#### Explore the material
A – In the article on tech students during COVID-19, why did Kevin Womack and his coding partner have to work across time differences? Answer in one to three sentences.
B – Answer these questions from the article on tech students during COVID-19:
(i) At which university is Ceara Byrne doing her doctoral program?
(ii) Which company is Womack working with on his fall capstone project?
(iii) About how many instant-messaging apps does Byrne have on her phone?
C – Write the next part of the article on tech students during COVID-19, picking up after its final sentence.

#### Source text

Main image of article How 3 Tech Students Are Navigating COVID-19 Disruptions

The COVID-19 pandemic has upended life for tech students in 2020, bringing changes in how they learn. In parts of the United States, some students are resuming some forms of in-person learning, while others are engaging in a mix of online and classroom studies. For many students, an abrupt pause in on-site learning brings challenges for collaboration—challenges that technology is attempting to solve.

Sketching Software Over Zoom

Kevin Womack was in the last semester of his master’s program in data science at Columbia University in New York City when the pandemic hit. Midway through spring, everyone in his Columbia classes went home, bringing uncertainty about midterms. He had been meeting every day to write code with a partner for his statistical inference class, but now they had to connect remotely and work through time differences, Womack recalled (his colleague was in Seattle, and Womack was home in Tampa).

Before the pandemic, Womack and his classmate would use a pen and paper to sketch out applications they were designing. Later, this work became remote. Holding up a sketch of code on Zoom “isn’t as seamless as you would think,” Womack said. “It was much easier to have those conversations when we were sitting right in front of each other and talking about how we want to put everything together.”

He and his fellow students are now using collaborative tools such as Lucidchart

After leaving New York in March, Womack is back at Columbia this fall for a capstone project, working with JPMorgan Chase over Zoom on reinforcement learning. The project incorporates machine learning. He will miss the big lunch to introduce the team in person. 

Womack and his team have found ways around technical issues such as screen share not working and people talking over each other on Zoom. “I will say I've got a tough group, and we are working through it,” he said. 

Keeping Up with Research on Dog Sensors… and Building Masks

Ceara Byrne is in her sixth year of her doctoral program in computer science at Georgia Tech, with a focus in human computer interaction. Like Womack, Byrne misses the in-person collaborative learning with her project groups.

“In person, you have these spontaneous meetups, whereas online you have to be very intentional,” Byrne said. 

Byrne and her colleagues use Slack and Microsoft Teams to hold spontaneous meetups, and she has about 10 instant-messaging apps on her phone. In her lab, the team uses Discord, another messaging tool that features text, voice and video. Byrne’s team relies on it to create audio channels and music playlists.  

“You could see everyone who is working around the clock just by how much music was being played and when people were engaging,” Byrne said.

Stored items
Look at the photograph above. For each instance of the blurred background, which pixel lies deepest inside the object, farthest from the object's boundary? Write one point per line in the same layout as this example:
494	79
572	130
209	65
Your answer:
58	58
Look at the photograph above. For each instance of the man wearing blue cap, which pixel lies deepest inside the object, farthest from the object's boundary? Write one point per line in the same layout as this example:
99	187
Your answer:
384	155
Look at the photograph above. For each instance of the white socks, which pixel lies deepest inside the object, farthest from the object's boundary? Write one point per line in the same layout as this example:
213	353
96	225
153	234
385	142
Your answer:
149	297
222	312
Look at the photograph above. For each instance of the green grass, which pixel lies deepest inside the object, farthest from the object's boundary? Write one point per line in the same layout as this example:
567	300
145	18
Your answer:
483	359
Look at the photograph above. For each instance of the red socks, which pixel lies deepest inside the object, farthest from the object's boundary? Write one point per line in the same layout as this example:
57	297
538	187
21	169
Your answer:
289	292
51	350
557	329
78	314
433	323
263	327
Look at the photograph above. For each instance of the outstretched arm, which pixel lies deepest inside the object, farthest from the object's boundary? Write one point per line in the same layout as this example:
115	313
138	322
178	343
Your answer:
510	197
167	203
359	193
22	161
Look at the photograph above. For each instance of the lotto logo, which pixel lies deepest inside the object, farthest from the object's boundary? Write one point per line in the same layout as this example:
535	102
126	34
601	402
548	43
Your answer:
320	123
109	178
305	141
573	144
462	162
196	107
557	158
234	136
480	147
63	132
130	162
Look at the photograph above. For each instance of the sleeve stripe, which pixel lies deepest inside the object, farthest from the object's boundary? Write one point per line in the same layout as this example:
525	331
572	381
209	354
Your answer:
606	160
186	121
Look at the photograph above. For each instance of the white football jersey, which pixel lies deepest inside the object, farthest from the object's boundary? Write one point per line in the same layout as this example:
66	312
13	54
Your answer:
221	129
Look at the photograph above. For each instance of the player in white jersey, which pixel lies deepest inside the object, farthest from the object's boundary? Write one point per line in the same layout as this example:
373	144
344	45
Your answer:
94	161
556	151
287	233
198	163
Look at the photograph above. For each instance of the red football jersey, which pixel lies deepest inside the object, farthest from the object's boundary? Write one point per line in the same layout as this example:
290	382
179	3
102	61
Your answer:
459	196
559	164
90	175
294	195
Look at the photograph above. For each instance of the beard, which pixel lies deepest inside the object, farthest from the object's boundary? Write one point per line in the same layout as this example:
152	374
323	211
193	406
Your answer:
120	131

#### Answers to this exercise
A – When the pandemic hit, everyone in his Columbia classes went home, so the daily in-person coding sessions had to become remote. His partner was in Seattle, while Womack was home in Tampa.

B –
(i) Georgia Tech
(ii) JPMorgan Chase
(iii) About 10

C –
Byrne’s doctoral project is to design wearable interactive tools for service dogs. The research involves building sensors and toys for the dogs, along with writing software for printed circuit boards. Moving her work completely online during the pandemic was not an option because she works physically with the dogs.

“We were all terrified because when all of our research shuts down, how do you move forward in a pandemic when all of your research is so physical?” Byrne said. 

Meanwhile, Byrne used her experience working with silicone to help build respirator masks. By July 15, she was able to return to the Georgia Tech campus. “I started coming in because if I didn't come in, I would not be able to graduate in May,” she said. “I had to keep moving so that I could finish my dissertation.” 

Adjusting to Students' Furlough with More Study Time

Eric Mitchell is a senior at the Tinley Park, Illinois, campus of DeVry University, a for-profit college with locations throughout the United States. Mitchell is studying technical management with a concentration in business intelligence and analytics management. For Mitchell, COVID-19 brought a four-month furlough from his job as a contractor in the IT department at Ford Motor Company in Chicago. Despite the lack of work, the time off was positive because it brought a focus on his studies and his family. 

Before the pandemic, Mitchell worked 12 to 14 hours per day, and now he works 8 hours a day, so he has more time for his studies. “The 40 hours have made a dramatic difference rather than working 60-plus hours in one week,” Mitchell said. 

“That gave me a chance to just really take this knowledge and skill sets and apply it to the place that I worked so that I could maximize my time,” he added.